» Directions
In the material below, change each instance of "pixel coordinates" to "image coordinates" and keep every other line as it is. Leave the pictures out of the result.
'''
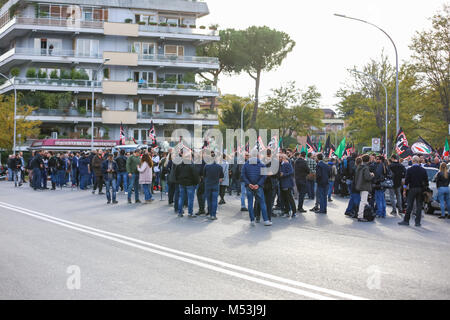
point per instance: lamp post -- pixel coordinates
(386, 113)
(93, 101)
(15, 109)
(396, 63)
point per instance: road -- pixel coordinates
(69, 244)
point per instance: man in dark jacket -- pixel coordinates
(322, 179)
(395, 194)
(96, 166)
(83, 165)
(301, 172)
(122, 175)
(363, 181)
(416, 181)
(254, 184)
(187, 178)
(36, 165)
(109, 171)
(213, 175)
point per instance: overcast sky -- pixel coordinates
(326, 45)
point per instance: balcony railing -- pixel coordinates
(54, 22)
(175, 86)
(57, 82)
(98, 84)
(178, 29)
(75, 24)
(56, 52)
(179, 59)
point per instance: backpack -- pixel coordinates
(369, 213)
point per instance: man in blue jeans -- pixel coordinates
(187, 177)
(213, 175)
(322, 178)
(122, 175)
(254, 181)
(133, 175)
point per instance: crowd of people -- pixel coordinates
(262, 190)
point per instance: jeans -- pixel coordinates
(381, 203)
(414, 195)
(259, 195)
(75, 176)
(36, 178)
(211, 195)
(190, 191)
(61, 175)
(322, 197)
(201, 196)
(302, 190)
(330, 188)
(395, 195)
(147, 193)
(110, 184)
(444, 199)
(310, 185)
(243, 195)
(122, 177)
(84, 180)
(134, 182)
(353, 203)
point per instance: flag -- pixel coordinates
(401, 145)
(152, 134)
(327, 147)
(446, 152)
(422, 147)
(310, 146)
(340, 149)
(122, 136)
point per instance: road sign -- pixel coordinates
(376, 144)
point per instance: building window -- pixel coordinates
(174, 50)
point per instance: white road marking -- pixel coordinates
(178, 255)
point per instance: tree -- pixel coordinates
(291, 110)
(24, 127)
(431, 57)
(260, 49)
(230, 112)
(225, 51)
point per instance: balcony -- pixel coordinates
(182, 89)
(23, 24)
(52, 85)
(111, 87)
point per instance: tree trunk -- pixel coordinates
(255, 107)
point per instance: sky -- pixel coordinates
(326, 46)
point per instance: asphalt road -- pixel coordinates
(69, 244)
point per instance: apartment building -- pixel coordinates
(138, 58)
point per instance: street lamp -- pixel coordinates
(93, 101)
(15, 108)
(385, 90)
(396, 63)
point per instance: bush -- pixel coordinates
(15, 72)
(31, 73)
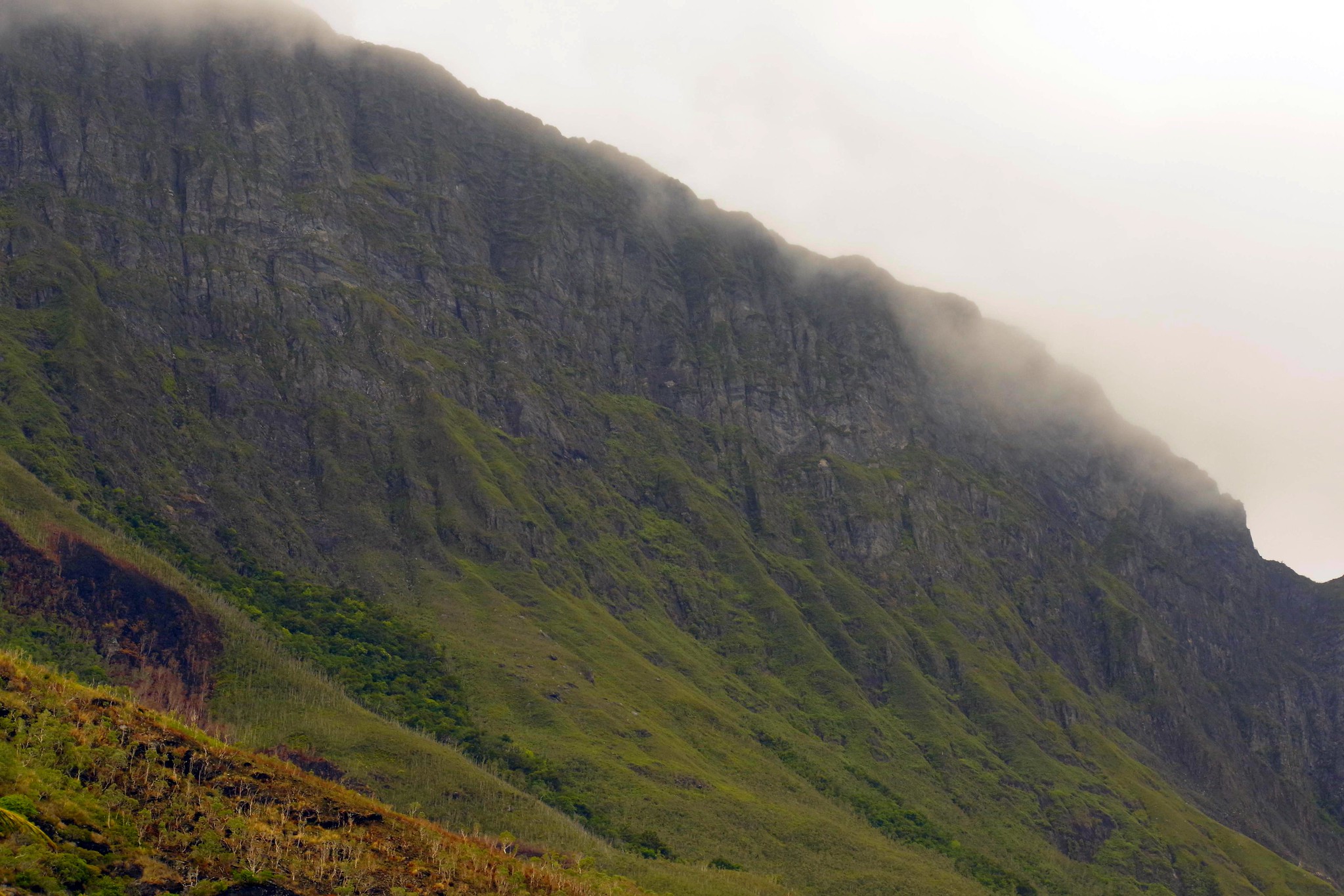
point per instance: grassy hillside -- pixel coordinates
(120, 800)
(492, 473)
(265, 698)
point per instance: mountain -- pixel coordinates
(129, 802)
(678, 544)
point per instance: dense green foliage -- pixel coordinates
(668, 524)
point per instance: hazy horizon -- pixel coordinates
(1152, 191)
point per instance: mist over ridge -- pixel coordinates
(707, 553)
(1151, 191)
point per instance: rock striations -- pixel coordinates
(730, 551)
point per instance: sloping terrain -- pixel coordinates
(125, 801)
(730, 553)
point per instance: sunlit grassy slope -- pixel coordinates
(121, 800)
(267, 698)
(459, 425)
(663, 723)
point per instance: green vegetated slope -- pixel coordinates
(105, 798)
(729, 554)
(261, 695)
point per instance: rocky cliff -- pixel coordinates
(282, 304)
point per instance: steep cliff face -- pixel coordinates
(276, 300)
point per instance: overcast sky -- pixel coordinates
(1154, 188)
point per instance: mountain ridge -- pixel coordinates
(363, 327)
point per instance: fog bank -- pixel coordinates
(1152, 188)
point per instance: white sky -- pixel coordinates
(1154, 188)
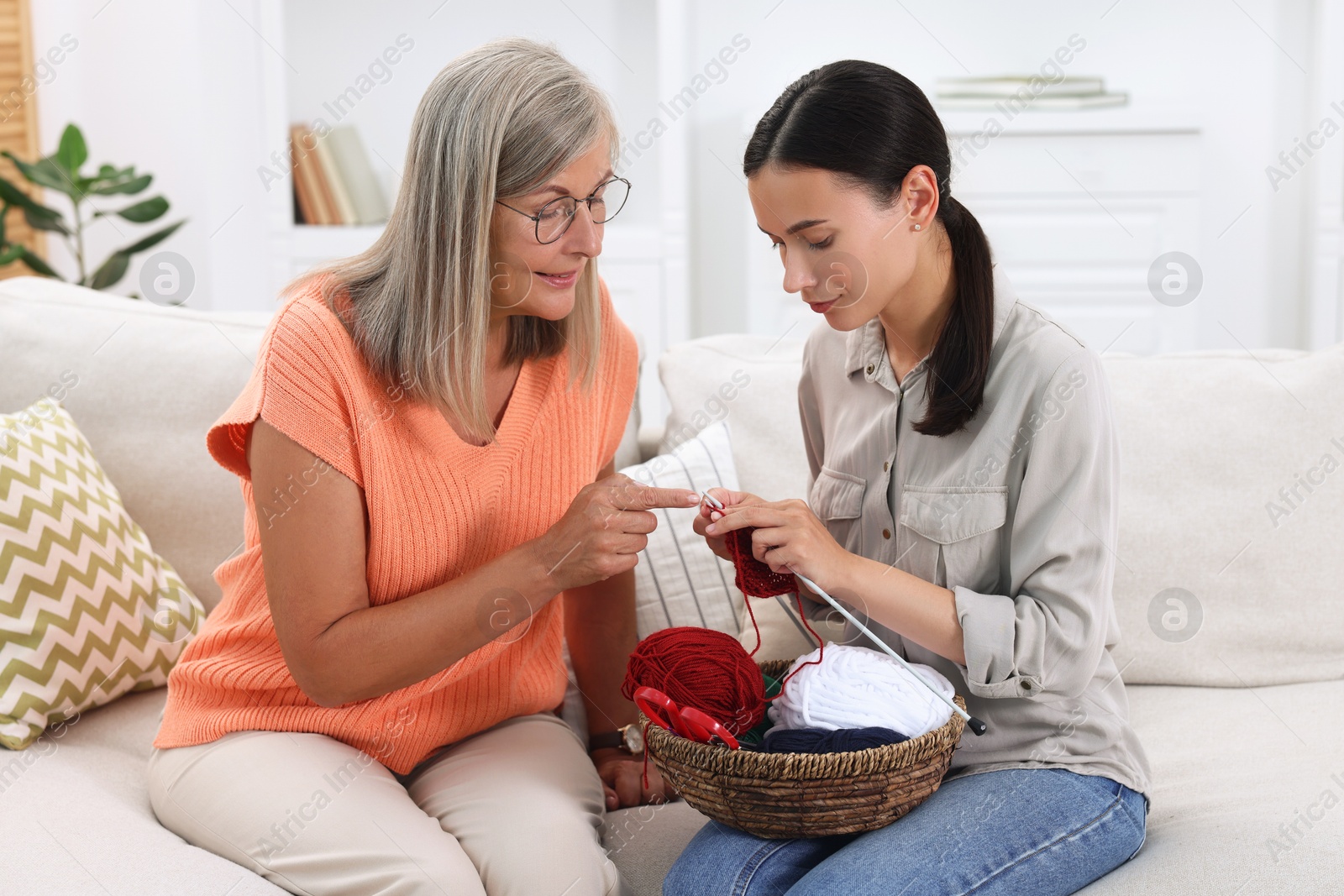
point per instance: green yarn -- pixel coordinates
(756, 736)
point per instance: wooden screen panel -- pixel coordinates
(18, 121)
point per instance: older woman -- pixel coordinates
(427, 456)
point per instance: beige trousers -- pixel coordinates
(514, 810)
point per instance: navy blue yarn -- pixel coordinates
(828, 741)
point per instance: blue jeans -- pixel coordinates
(1015, 831)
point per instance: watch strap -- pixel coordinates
(608, 739)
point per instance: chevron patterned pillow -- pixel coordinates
(87, 610)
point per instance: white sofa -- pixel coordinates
(1242, 721)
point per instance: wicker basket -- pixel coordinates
(780, 795)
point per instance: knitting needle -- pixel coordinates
(974, 725)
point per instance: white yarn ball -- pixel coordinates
(857, 688)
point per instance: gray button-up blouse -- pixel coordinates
(1016, 513)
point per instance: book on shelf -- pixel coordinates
(1074, 92)
(333, 179)
(1100, 101)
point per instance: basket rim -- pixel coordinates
(786, 766)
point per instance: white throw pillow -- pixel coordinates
(679, 579)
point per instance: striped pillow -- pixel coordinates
(679, 580)
(87, 610)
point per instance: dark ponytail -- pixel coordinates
(871, 125)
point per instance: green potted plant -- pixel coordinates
(60, 170)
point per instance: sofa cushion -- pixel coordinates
(1247, 793)
(1231, 496)
(679, 580)
(147, 383)
(1231, 508)
(87, 610)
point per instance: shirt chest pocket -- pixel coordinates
(954, 533)
(837, 500)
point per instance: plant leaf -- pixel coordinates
(44, 217)
(71, 152)
(124, 181)
(145, 210)
(13, 195)
(111, 270)
(38, 266)
(44, 172)
(152, 239)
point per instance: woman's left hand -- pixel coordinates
(788, 537)
(622, 779)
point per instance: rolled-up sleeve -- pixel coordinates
(1047, 636)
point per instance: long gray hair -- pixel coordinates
(497, 121)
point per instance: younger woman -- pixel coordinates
(965, 472)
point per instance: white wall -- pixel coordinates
(1207, 55)
(176, 89)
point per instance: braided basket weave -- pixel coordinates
(781, 795)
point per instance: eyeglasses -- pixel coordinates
(558, 214)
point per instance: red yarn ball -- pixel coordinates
(701, 668)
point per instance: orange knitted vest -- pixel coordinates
(437, 508)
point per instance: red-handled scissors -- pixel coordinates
(685, 721)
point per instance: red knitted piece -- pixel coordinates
(756, 578)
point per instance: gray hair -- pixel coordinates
(497, 121)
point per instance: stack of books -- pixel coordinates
(333, 179)
(1027, 90)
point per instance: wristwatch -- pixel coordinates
(628, 738)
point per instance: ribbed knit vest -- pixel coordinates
(437, 508)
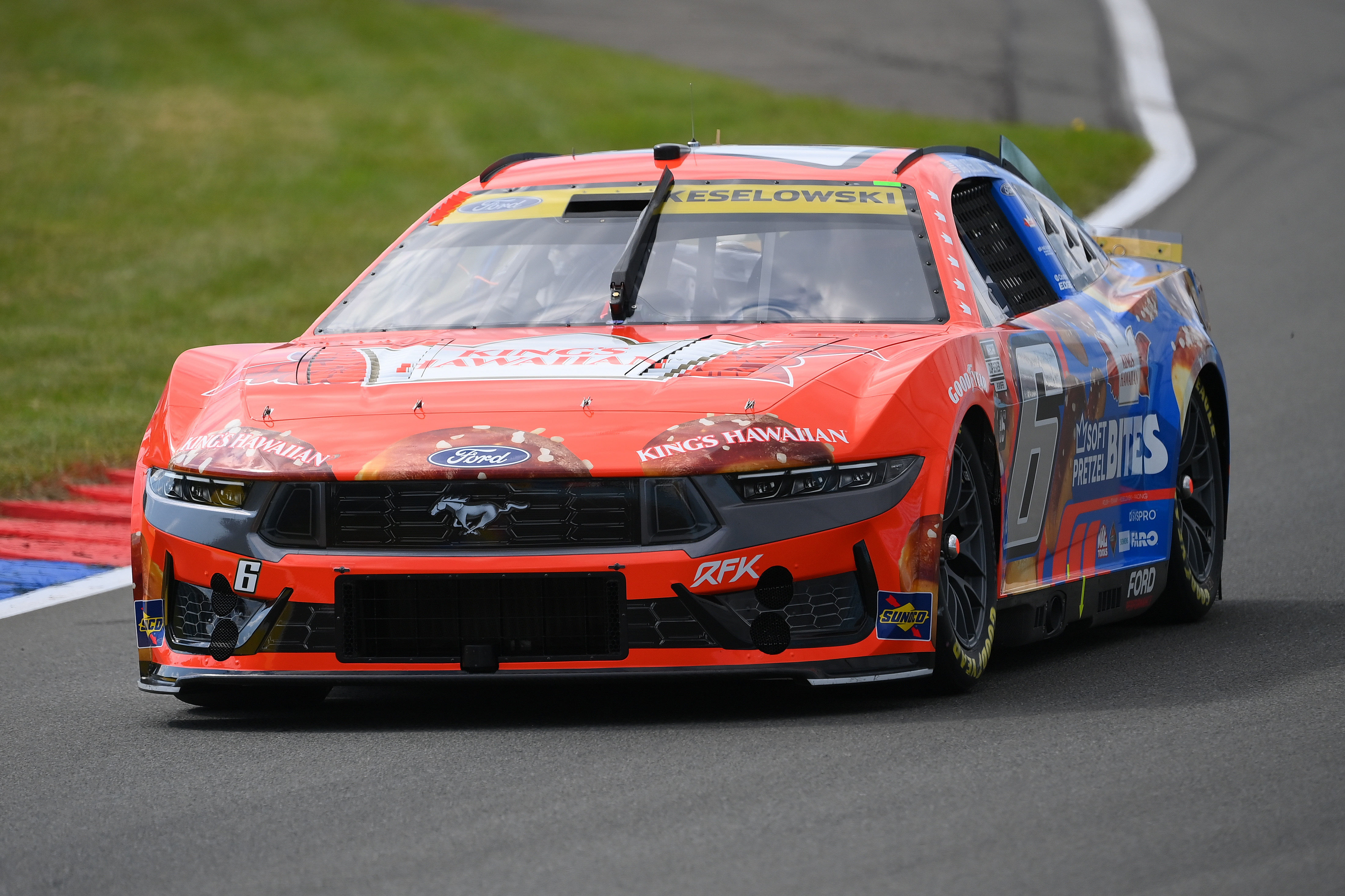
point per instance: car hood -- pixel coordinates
'''
» Reply to the exercise
point per instance: lamp post -- image coordinates
(386, 113)
(93, 101)
(15, 109)
(396, 63)
point per instance: road -- image coordinates
(69, 244)
point per instance: man in dark jacket -- image coordinates
(322, 179)
(395, 194)
(96, 166)
(83, 165)
(301, 172)
(122, 175)
(363, 181)
(416, 181)
(254, 184)
(187, 178)
(36, 165)
(109, 171)
(213, 175)
point per instance: overcast sky -- image coordinates
(326, 45)
point per instance: balcony railing -- image coordinates
(54, 22)
(175, 86)
(57, 82)
(98, 84)
(178, 29)
(75, 24)
(56, 52)
(179, 59)
point per instance: backpack -- image coordinates
(369, 213)
point per instance: man in blue jeans -- image coordinates
(187, 177)
(213, 175)
(322, 178)
(122, 175)
(254, 181)
(133, 175)
point per instance: crowd of people -- image coordinates
(262, 190)
point per instance: jeans -- image coordinates
(381, 203)
(414, 195)
(259, 195)
(75, 176)
(36, 178)
(211, 195)
(190, 191)
(61, 175)
(322, 197)
(201, 196)
(302, 190)
(330, 188)
(395, 195)
(147, 193)
(110, 184)
(444, 199)
(310, 185)
(243, 195)
(122, 177)
(84, 180)
(134, 182)
(353, 203)
point per instance: flag -- image coordinates
(401, 145)
(152, 134)
(327, 147)
(446, 152)
(422, 147)
(310, 146)
(340, 149)
(122, 136)
point per instance: road sign -- image coordinates
(376, 144)
point per instance: building window -- image coordinates
(174, 50)
point per instance: white road marking -- image coordinates
(178, 255)
point per instance: tree -- image coordinates
(291, 110)
(24, 127)
(431, 57)
(260, 49)
(230, 112)
(225, 51)
point per instance: balcony -- image coordinates
(182, 89)
(23, 24)
(52, 85)
(111, 87)
point per instance: tree trunk -- image coordinates
(255, 107)
point per instance: sky -- image coordinates
(326, 46)
point per instance: asphalt road -- image coordinates
(69, 244)
point per instance: apartment building -- image coordinates
(138, 58)
point per instance: street lamp -- image coordinates
(93, 101)
(15, 108)
(385, 90)
(396, 63)
point per instance: bush -- image coordinates
(15, 72)
(31, 73)
point per instance: grassy hillside -- image coordinates
(120, 800)
(492, 473)
(265, 698)
point per instance: mountain -- image coordinates
(129, 802)
(678, 544)
point per instance: dense green foliage -- image coordinates
(668, 524)
point per instance: hazy horizon -- image coordinates
(1152, 191)
point per instance: mist over ridge -- image coordinates
(707, 553)
(1151, 191)
point per instance: rock striations -- image coordinates
(730, 551)
point per instance: sloping terrain -- image coordinates
(125, 801)
(730, 553)
point per instance: sunlit grassy slope -- image coordinates
(121, 800)
(267, 698)
(459, 425)
(663, 723)
point per instance: green vegetated slope -- image coordinates
(105, 798)
(729, 554)
(261, 695)
point per instance: rocky cliff -- image coordinates
(282, 304)
point per instance: steep cliff face -- image coordinates
(276, 300)
point per instance: overcast sky -- image coordinates
(1154, 188)
point per instance: mountain ridge -- image coordinates
(363, 327)
point per instance: fog bank -- image coordinates
(1152, 188)
point per instance: white sky -- image coordinates
(1154, 188)
point per instance: green yarn -- image coordinates
(756, 736)
point per instance: wooden screen panel -- image coordinates
(18, 121)
point per instance: older woman -- image coordinates
(427, 456)
point per instance: beige trousers -- image coordinates
(514, 810)
point per instance: navy blue yarn -- image coordinates
(828, 741)
point per instance: blue jeans -- image coordinates
(1015, 831)
point per instance: watch strap -- image coordinates
(608, 739)
point per instance: chevron patterned pillow -- image coordinates
(87, 610)
point per instance: white sofa -- image coordinates
(1242, 721)
point per instance: wicker basket -- image coordinates
(780, 795)
point per instance: knitting needle -- image coordinates
(974, 725)
point per instance: white yarn ball -- image coordinates
(857, 688)
point per instance: gray button-up blouse -- image coordinates
(1016, 513)
point per instance: book on shelf -- image coordinates
(1074, 92)
(333, 179)
(1100, 101)
point per instance: basket rim -- image coordinates
(786, 766)
point per instance: white throw pillow -- image coordinates
(679, 579)
point per instance: striped pillow -- image coordinates
(679, 580)
(87, 610)
point per instance: dark ponytail -- image coordinates
(871, 125)
point per instance: green potted plant -- image coordinates
(60, 170)
point per instance: sofa cushion -- image coordinates
(1247, 793)
(1231, 496)
(679, 580)
(147, 383)
(1231, 508)
(87, 610)
point per instance: shirt chest pocket -- image coordinates
(954, 533)
(837, 500)
point per instance: plant leaf -- image coordinates
(44, 217)
(71, 152)
(124, 181)
(145, 210)
(13, 195)
(111, 270)
(38, 266)
(44, 172)
(152, 239)
point per instance: woman's left hand -- image coordinates
(788, 537)
(622, 779)
point per instance: rolled-up sleeve -- image coordinates
(1047, 636)
point per instance: long gray hair -- image coordinates
(497, 121)
point per instance: younger woman -- image coordinates
(965, 472)
point per instance: white wall -- image coordinates
(1207, 55)
(176, 89)
point per instance: braided basket weave -- image coordinates
(781, 795)
point per instance: eyeglasses -- image coordinates
(558, 214)
point per instance: red yarn ball -- image coordinates
(701, 668)
point per instance: orange knitted vest -- image coordinates
(437, 508)
point per instance: red-handled scissors -- image coordinates
(685, 721)
point per instance: red knitted piece -- image coordinates
(756, 578)
point per instance: gray hair -- image coordinates
(497, 121)
point per instance: stack of books -- image coordinates
(333, 179)
(1027, 90)
point per instance: wristwatch -- image coordinates
(628, 738)
point per instance: ribbed knit vest -- image coordinates
(437, 508)
point per instance: car hood -- image coordinates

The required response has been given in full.